#### Source material
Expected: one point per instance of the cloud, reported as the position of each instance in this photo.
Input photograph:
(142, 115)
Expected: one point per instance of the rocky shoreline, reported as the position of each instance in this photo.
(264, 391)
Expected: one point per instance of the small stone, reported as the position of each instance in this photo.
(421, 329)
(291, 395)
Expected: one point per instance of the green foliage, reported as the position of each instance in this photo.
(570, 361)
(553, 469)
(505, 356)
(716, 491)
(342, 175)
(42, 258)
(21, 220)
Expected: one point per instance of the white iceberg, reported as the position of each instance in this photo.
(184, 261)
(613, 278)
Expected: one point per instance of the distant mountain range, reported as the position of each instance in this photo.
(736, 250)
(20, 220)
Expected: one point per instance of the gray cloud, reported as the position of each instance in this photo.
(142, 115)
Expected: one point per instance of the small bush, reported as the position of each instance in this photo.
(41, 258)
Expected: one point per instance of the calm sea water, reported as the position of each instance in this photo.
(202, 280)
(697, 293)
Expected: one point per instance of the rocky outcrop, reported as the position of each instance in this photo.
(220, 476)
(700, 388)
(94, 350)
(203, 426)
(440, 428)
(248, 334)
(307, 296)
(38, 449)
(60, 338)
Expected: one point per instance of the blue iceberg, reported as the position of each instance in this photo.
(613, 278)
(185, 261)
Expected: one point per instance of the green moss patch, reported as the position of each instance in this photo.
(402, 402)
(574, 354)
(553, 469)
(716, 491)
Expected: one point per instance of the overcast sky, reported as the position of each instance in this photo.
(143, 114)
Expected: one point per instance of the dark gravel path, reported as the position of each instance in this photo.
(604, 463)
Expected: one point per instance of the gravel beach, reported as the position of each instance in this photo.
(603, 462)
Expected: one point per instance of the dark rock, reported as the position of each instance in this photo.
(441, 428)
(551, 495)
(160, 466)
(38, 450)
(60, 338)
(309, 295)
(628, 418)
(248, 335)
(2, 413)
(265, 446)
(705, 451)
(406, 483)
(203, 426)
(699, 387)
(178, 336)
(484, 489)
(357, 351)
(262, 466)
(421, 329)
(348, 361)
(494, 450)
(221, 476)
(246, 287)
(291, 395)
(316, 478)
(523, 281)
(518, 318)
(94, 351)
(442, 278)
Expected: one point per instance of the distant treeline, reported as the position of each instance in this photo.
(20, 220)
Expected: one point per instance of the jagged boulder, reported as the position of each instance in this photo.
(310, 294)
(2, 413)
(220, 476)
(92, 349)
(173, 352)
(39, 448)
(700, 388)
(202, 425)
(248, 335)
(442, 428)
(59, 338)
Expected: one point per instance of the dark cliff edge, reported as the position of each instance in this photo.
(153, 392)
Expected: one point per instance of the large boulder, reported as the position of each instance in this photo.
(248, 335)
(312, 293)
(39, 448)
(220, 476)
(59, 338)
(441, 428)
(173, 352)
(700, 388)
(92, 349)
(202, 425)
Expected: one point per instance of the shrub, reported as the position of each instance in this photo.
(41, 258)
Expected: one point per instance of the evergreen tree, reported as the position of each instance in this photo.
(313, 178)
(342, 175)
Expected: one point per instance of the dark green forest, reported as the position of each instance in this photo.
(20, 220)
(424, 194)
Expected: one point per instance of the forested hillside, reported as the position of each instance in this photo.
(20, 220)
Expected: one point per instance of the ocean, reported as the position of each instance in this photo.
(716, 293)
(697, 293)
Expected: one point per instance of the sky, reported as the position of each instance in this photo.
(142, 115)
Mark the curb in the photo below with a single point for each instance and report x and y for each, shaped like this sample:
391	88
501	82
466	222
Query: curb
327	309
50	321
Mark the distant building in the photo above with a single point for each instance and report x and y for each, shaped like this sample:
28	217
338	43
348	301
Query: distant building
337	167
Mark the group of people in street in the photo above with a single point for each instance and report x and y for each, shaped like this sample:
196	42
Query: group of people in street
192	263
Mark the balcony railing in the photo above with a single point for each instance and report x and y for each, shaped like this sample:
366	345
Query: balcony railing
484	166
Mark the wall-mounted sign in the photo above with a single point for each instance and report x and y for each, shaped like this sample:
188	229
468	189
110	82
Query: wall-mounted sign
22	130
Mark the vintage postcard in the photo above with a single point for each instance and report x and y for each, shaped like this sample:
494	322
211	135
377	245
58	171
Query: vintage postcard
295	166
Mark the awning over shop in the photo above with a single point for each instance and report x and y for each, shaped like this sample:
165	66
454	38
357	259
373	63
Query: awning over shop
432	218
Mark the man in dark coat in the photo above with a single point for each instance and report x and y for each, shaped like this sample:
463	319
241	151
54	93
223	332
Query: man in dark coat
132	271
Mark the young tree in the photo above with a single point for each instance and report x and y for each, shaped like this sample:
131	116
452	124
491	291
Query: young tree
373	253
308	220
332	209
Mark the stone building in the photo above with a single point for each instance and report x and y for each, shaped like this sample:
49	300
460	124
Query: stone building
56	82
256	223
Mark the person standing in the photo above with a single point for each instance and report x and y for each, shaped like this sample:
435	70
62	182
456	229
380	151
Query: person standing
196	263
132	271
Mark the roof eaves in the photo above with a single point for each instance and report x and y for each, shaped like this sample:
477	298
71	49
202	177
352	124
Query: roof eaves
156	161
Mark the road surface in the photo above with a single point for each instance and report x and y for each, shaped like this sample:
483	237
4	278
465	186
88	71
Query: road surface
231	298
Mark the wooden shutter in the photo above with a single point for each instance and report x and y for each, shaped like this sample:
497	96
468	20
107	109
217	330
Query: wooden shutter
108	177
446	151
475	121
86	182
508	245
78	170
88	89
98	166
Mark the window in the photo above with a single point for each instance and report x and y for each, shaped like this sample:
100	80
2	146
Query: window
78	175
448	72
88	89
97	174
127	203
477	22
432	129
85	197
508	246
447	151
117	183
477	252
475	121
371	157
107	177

#### Task directions
Type the data out again, exactly.

#### Response below
Expected: one point per instance of the cloud, reported as the position of each instance in this photo.
Input photograph:
(142, 115)
Expected: one point per instance of the rocky shoreline, reported as the position of each instance in this photo.
(264, 391)
Expected: one point per instance of the small stone, reported as the position of each instance in this photo.
(421, 329)
(291, 395)
Expected: one point per instance of the green foliage, reported as the position of each instance in this photo.
(570, 361)
(553, 469)
(505, 356)
(716, 491)
(342, 175)
(42, 258)
(21, 220)
Expected: one point per instance of the white iceberg, reported as the position of each instance in this photo.
(184, 261)
(613, 278)
Expected: one point per instance of the distant mountain range, reported as the position of each instance in this photo.
(736, 250)
(20, 220)
Expected: one point per instance of the gray cloud, reported as the position of each instance in this photo.
(142, 115)
Expected: one point per instance of the small bush, reported as the position of each instance in this photo.
(41, 258)
Expected: one point per instance of the calm sea water, reported as the position of each instance in this photo.
(202, 280)
(697, 293)
Expected: one point per instance of the rocky outcrop, reported as the position of each instance in this photo.
(220, 476)
(700, 388)
(94, 350)
(203, 426)
(440, 428)
(248, 334)
(307, 296)
(38, 449)
(60, 338)
Expected: one point per instance of the blue iceberg, reported as the position of each instance in this photo.
(613, 278)
(185, 261)
Expected: one point per instance of the green moss patch, reported as the position of each instance in this photo.
(402, 402)
(574, 354)
(553, 469)
(716, 491)
Expected: one point per instance of the overcast sky, reported as the position of each instance in this photo.
(143, 114)
Expected: one point per instance of the dark gravel path, reported as the position of each instance in this photo.
(604, 463)
Expected: one point per instance of the gravel beach, reported as the position of each instance in this photo.
(603, 462)
Expected: one point per instance of the dark rock, reported as the position of each instance in this photo.
(441, 428)
(551, 495)
(160, 466)
(38, 450)
(60, 338)
(309, 295)
(628, 418)
(248, 335)
(2, 413)
(265, 446)
(705, 451)
(406, 483)
(203, 426)
(699, 387)
(178, 336)
(484, 489)
(357, 351)
(262, 466)
(421, 329)
(348, 361)
(494, 450)
(221, 476)
(246, 287)
(291, 395)
(316, 478)
(523, 281)
(518, 318)
(94, 351)
(442, 278)
Expected: one point per instance of the distant treeline, reported as the position of each instance in this photo.
(20, 220)
Expected: one point per instance of the jagged boulder, reported as the position of each instance in this photo.
(310, 294)
(2, 413)
(220, 476)
(92, 349)
(173, 352)
(39, 448)
(700, 388)
(202, 425)
(248, 335)
(442, 428)
(59, 338)
Expected: one point per instance of the dark cliff edge, reported as the position of each instance in this photo.
(153, 392)
Expected: one point per instance of the large boulder, reported as the position of each instance in this photo.
(248, 335)
(312, 293)
(39, 448)
(220, 476)
(59, 338)
(441, 428)
(173, 352)
(700, 388)
(92, 349)
(202, 425)
Expected: one point per instance of the shrub, reported as the position of each instance in this photo.
(41, 258)
Expected: one point per instance of the evergreen tree, reported as the position of each instance in this photo.
(313, 178)
(342, 175)
Expected: one point per instance of the dark green forest, reported as the position of each instance in this photo.
(20, 220)
(424, 194)
Expected: one point per instance of the forested hillside, reported as the position of each instance in this photo.
(20, 220)
Expected: one point per instance of the ocean, reported as the position of each instance in this photo.
(716, 293)
(697, 293)
Expected: one point per instance of the sky, reported as the position of each instance in this photo.
(142, 115)
Mark the curb in the photo below with a single point for each instance and report x and y for each, shaped like this sample:
391	88
501	82
466	222
Query: curb
327	309
50	321
Mark the distant building in the photo above with a single point for each instance and report x and y for each, shaped like this sample:
28	217
338	43
348	301
Query: distant building
337	167
Mark the group of people in street in the photo above with a single point for each instance and report x and y for each, shaped like this sample:
196	42
Query: group of people in street
192	263
Mark the balcony railing in the photo above with a single point for each instance and report x and y for each, shaped like this sample:
366	345
Query: balcony railing
484	166
Mark the wall-mounted sign in the photo above with a single point for each instance and report x and y for each, shaped like this sample:
188	229
468	189
110	82
Query: wall-mounted sign
22	130
Mark the vintage postcard in the photo above with a single point for each instance and report x and y for each, shaped like this sample:
494	322
211	135
377	245
58	171
Query: vintage postcard
295	166
Mark the awning over shop in the photo above with a single point for each instance and report x and y for each, shaped like this sample:
165	66
454	38
357	259
373	63
Query: awning over shop
432	218
Mark the man in dark coat in the photo above with a single point for each instance and report x and y for each, shaped like this sample:
463	319
241	151
54	93
223	332
Query: man in dark coat
132	271
Mark the young tree in the photo above with a single point for each instance and report x and y for each, shaped like this sample:
131	116
452	124
491	291
Query: young tree
373	253
308	220
332	209
Mark the stone building in the photo above with a single point for each instance and report x and y for each, shaped like this sample:
49	300
460	124
Query: stone building
56	82
256	223
Mark the person standing in the photo above with a single point for each instance and report x and y for each, shaped like this sample:
435	70
62	182
456	229
380	151
Query: person standing
196	263
132	271
Mark the roof eaves in the photo above with a single point for each instance and report x and y for each, shaped like this sample:
477	298
71	49
202	177
352	124
Query: roof eaves
156	161
Mark the road surface in the photo above with a single point for each instance and report x and y for each, shaped like this sample:
483	237
4	278
465	186
88	71
Query: road surface
231	298
Mark the wooden shutter in the photo above with a single point for each instance and report x and y for each, shaped like this sample:
497	96
468	20
107	109
217	330
Query: wooden shutter
108	177
446	151
475	121
86	182
508	245
78	170
88	89
98	166
Mark the window in the photo above with a single point for each instance and report x and y for each, shaped like this sample:
100	80
2	146
Query: window
78	175
448	72
88	89
97	174
127	203
477	22
432	129
85	197
508	246
447	151
117	183
477	252
475	121
371	157
107	177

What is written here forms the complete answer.